■ **ASSIGNMENT**:
Return the records exactly as they appear below, omitting the pictures.

====

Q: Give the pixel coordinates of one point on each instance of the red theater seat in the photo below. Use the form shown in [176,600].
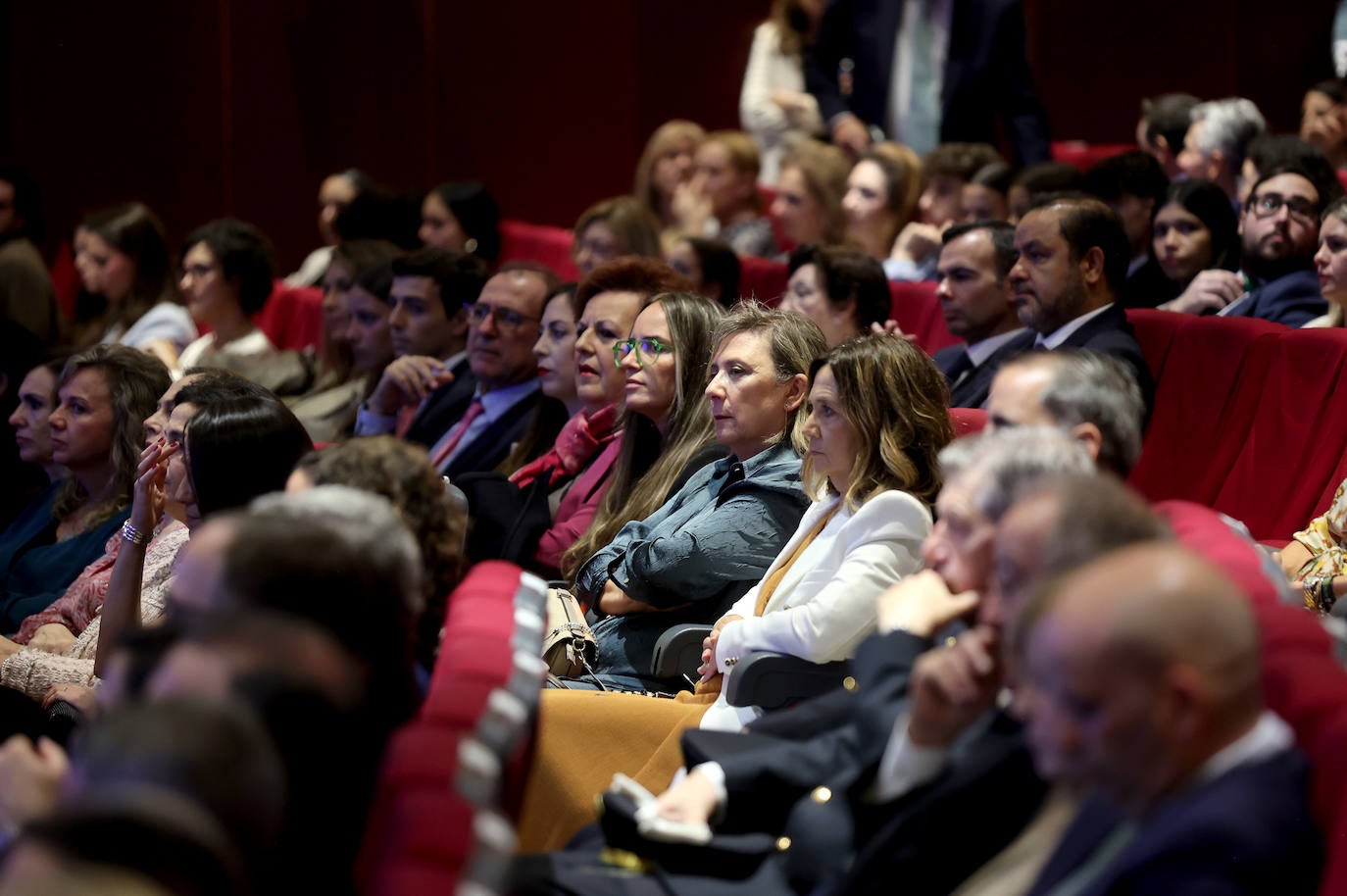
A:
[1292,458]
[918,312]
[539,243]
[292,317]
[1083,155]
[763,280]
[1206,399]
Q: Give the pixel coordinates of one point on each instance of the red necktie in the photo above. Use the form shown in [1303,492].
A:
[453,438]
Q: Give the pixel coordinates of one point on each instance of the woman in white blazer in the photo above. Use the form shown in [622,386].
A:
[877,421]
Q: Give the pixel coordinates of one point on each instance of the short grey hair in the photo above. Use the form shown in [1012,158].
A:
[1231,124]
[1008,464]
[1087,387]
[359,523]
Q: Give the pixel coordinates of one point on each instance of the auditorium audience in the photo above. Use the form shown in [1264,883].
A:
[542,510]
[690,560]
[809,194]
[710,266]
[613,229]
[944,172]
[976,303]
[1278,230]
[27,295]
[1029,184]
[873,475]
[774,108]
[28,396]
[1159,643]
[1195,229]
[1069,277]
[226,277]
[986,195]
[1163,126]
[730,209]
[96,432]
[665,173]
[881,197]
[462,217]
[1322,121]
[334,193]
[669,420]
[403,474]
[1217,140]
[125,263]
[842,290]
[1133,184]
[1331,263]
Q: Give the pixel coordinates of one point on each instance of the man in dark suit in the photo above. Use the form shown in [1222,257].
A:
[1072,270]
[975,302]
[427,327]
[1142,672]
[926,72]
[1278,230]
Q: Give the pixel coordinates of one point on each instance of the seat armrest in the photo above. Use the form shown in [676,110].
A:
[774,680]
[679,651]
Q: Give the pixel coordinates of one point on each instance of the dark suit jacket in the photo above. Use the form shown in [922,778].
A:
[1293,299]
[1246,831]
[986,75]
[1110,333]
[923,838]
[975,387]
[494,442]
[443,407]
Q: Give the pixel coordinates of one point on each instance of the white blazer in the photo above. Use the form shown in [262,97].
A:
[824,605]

====

■ **EXERCISE RESULT**:
Q: Give the pixel coordinates of one point on each instance of the red theater seat in the photo below. Use the form shown in [176,600].
A:
[1292,458]
[918,312]
[539,243]
[292,317]
[1083,155]
[763,280]
[1206,399]
Q: Give the pixel coordinates of one point on each instance of the red necktie in the photo above. Use the form shown in [1303,492].
A:
[453,438]
Q: Give the pixel coordinates of one point on each instance of the woman in white blazer in the photo above. Use the form shown in [622,386].
A:
[877,421]
Q: Give the pixel coordinates of one point on each instance of the short grey hair in the photo above. Use the form shown in [1012,158].
A:
[1231,124]
[1008,464]
[1087,387]
[359,523]
Q: Give the pixel coordinates of one point on each instance of the auditorium audience in the photo above. Use the form shown in [1264,883].
A:
[542,510]
[690,560]
[809,194]
[710,266]
[613,229]
[944,172]
[976,303]
[1278,230]
[27,295]
[1029,184]
[873,475]
[774,108]
[28,396]
[1159,643]
[1195,229]
[1069,277]
[226,277]
[986,195]
[1163,126]
[730,209]
[96,432]
[665,173]
[881,197]
[462,217]
[1322,121]
[334,193]
[669,420]
[403,474]
[1217,140]
[125,263]
[842,290]
[1133,184]
[1331,263]
Q: Give the pixel coordinates of one point on each instance of the man in dark suit in the photo above. Use the form shown in [1222,257].
A:
[1072,270]
[975,302]
[427,327]
[1142,672]
[926,72]
[1278,230]
Q: Give the pixel coordinates of one point on each instance of the seat armrest in the photo above. Use the form shown in [676,110].
A:
[774,680]
[679,651]
Q: Give the pixel coordinates of one point on each instance of the dark suit jacket in the photo above. Use the form shown in [922,778].
A:
[1293,299]
[1246,831]
[986,75]
[1110,333]
[923,838]
[975,387]
[494,442]
[443,407]
Q: Give the pixel coordinates of one point on each instance of the white blazer in the photo above. Use the form shown in [262,97].
A:
[824,605]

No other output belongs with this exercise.